CHECK YOUR UNDERSTANDING:
**1.** Transcribe the post about PBS airing Dr. Mark Hyman from "I had read a" to "I was wrong.".
**2.** Go on with the post about PBS airing Dr. Mark Hyman, picking up right after its last sentence.

EXCERPT TO READ:

━━━━━━━━━━━━━━━━

I had read a week or so ago on Science-Based Medicine that PBS has been running what are essentially infomercials for quacks. SBM picked the story up from Salon. I thought my local PBS stations (one in West Virginia, one in Maryland) were immune. I was wrong.
I have a weight bench in the bedroom and I usually watch PBS while I lift. Of course, this is usually weekday evenings, not weekend mornings, so imagine my surprise when I turn on the TV and, instead of the gentle, soothing voice of Jim Lehrer, I see Dr. Mark Hyman peddling his UltraMind Solution.
I didn’t watch long because I read somewhere that it’s bad to vomit while weightlifting. But I wanted to touch on some of the stuff Hyman said. The first, that studies have shown that autism has been linked with diseases of the gut, had me in stitches. The problem is that those studies have been discredited, and considering that Wakefield did his study on a huge sample of 12 people, I don’t know how valid the results could be.

━━━━━━━━━━━━━━━━

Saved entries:

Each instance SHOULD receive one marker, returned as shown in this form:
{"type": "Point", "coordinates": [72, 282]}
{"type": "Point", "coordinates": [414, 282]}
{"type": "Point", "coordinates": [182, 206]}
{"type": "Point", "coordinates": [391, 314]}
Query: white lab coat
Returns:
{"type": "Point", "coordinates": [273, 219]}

━━━━━━━━━━━━━━━━

RESPONSES BY ITEM NUMBER:
**1.**
I had read a week or so ago on Science-Based Medicine that PBS has been running what are essentially infomercials for quacks. SBM picked the story up from Salon. I thought my local PBS stations (one in West Virginia, one in Maryland) were immune. I was wrong.

**2.**
We now know that mercury is toxic.
Actually, we’ve known that mercury was poisonous since at least 1926. However, there are still commercial applications that need mercury, so we still have to use it and be cautious of its environmental effects. But don’t make it sound like mercury poisoning is a new concept.
We use special chemicals that bind with the mercury.
Chelation. He is talking about adults here, so I’m not going to go on a rant about chelating children. He is specifically talking about an adult who lived near a concrete plant. In this case chelation would be appropriate. However, Hyman makes it sound like everyone needs chelation. This is akin to comparing the effects of environmental radiation from someone who lived at Chernobyl to someone born and raised in Nebraska.
Stress shrinks the hippocampus.
This article from Harvard psychologist R.J. McNally refutes this mind myth, giving us a number of studies showing that the atrophy theory is bogus.
Stress lowers serotonin levels in your brain.
I have a problem here. While I can’t find anything reliable that directly relates high stress and low serotonin, it is logical. However, studies have shown that serotonin is released during exercise, and exercise is physically stressful.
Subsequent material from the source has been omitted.